[start Quoted text]

# Best ZFS tuning for FreeBSD 10.2 on an i386 system with 4GB of physical RAM



## Kalero (Oct 15, 2015)

Hi! Last afternoon I was trying to install FreeBSD 10.2 RELEASE i386 on my PC, on a ZFS file system. I got the warning saying that recommended minimum kmem_size is 512MB, so I could expect unstable behavior (like it's shown at the picture below). Then, I've been reading that ZFS on i386 systems needs some tuning and --I don't know if I understood that correctly-- to find the most suitable value for vm.kmem_size and vm.kmem_size_max, you should divide the address space by four. So, what's the best value for those parameters if I have 4GB of physical RAM memory? Thanks


----------



## kpa (Oct 15, 2015)

You should compile a custom kernel with options KSTACK_PAGES=4. There are known issues with GENERIC kernel on the i386 architecture that affect the stability of the system when ZFS is used.

https://www.freebsd.org/releases/10.2R/errata.html

(near the middle of the document, section 4, "Open Issues").

For the vm.kmem_size and vm.kmem_size_max settings start by setting them to 512MB.


----------



## Kalero (Oct 15, 2015)

Thanks, kpa 

Maybe this is a stupid question but there, in the warning message, it says that, by default, freebsd-update installs the GENERIC kernel configuration and, as such, ZFS on i386 users should avoid kernel updates through freebsd-update with such configuration. Then, what's the way to update the system? In the past, I always used freebsd-update to do that...


----------



## kpa (Oct 15, 2015)

Subversion for fetching and updating the system sources:

https://www.freebsd.org/doc/en_US.ISO8859-1/books/handbook/svn.html

Source based updates/upgrades:

https://www.freebsd.org/doc/en_US.ISO8859-1/books/handbook/makeworld.html


----------



## Kalero (Oct 15, 2015)

I'll read that. Thanks again


----------



## Oko (Oct 15, 2015)

ZFS should not be used on i386 32-bit machines. FreeBSD should do the right thing and remove support for ZFS from i386 just like DragonFly guys completely killed their 32-bit branch since HAMMER is also only 64-bit file system.


----------



## Kalero (Oct 15, 2015)

Thanks for your share, Oko. In my case, I would want to create the ZFS pool on a machine with an Intel Core 2 Duo processor, but yes, it's a 32 bit processor.


----------



## fredrike (Oct 19, 2015)

Kalero said:


> Thanks for your share, Oko. In my case, I would want to create the ZFS pool on a machine with an Intel Core 2 Duo processor, but yes, it's a 32 bit processor.



No, Intel Core 2 Duo is a 64-bit CPU.

You should install the amd64 version on your system (https://www.freebsd.org/doc/en_US.ISO8859-1/books/handbook/bsdinstall-hardware.html).


----------



## Kalero (Oct 20, 2015)

Thanks,  fredrike. Because my Windows version is 32-bit I thought my processor was also 32-bit.


----------



## kpa (Oct 20, 2015)

Kalero said:


> Thanks,  fredrike. Because my Windows version is 32-bit I thought my processor was also 32-bit.



There are two families of Intel CPUs that are named almost the same, Intel Core Duo and Intel Core 2 Duo. The first one is 32-bit only and the second one is the 64-bit capable CPU family.


----------



## Kalero (Oct 20, 2015)

Thanks, kpa


----------

[end Quoted text]
[start Data excerpt]

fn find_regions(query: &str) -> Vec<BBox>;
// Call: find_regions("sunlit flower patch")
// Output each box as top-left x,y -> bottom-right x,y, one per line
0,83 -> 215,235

[end Data excerpt]

Using the ZFS tuning thread, answer each question on its own line:
(a) What kernel option does kpa say to compile a custom kernel with?
(b) What value does kpa suggest starting with for vm.kmem_size and vm.kmem_size_max?
(c) Which of the two similarly named Intel CPU families is described as 32-bit only?

(a) KSTACK_PAGES=4
(b) 512MB
(c) Intel Core Duo